## TO DO
Extract the text of every entry below word for word, leaving the pictures out of your answer.
<<<<
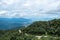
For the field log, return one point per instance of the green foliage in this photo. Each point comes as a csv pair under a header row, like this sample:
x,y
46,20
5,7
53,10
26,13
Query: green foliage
x,y
51,28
>>>>
## WRITTEN RESPONSE
For the field log, return one point per instance of the green foliage in this photo. Each point comes as a csv pair under a header row, like this sample:
x,y
46,20
5,7
53,10
26,13
Query: green foliage
x,y
51,28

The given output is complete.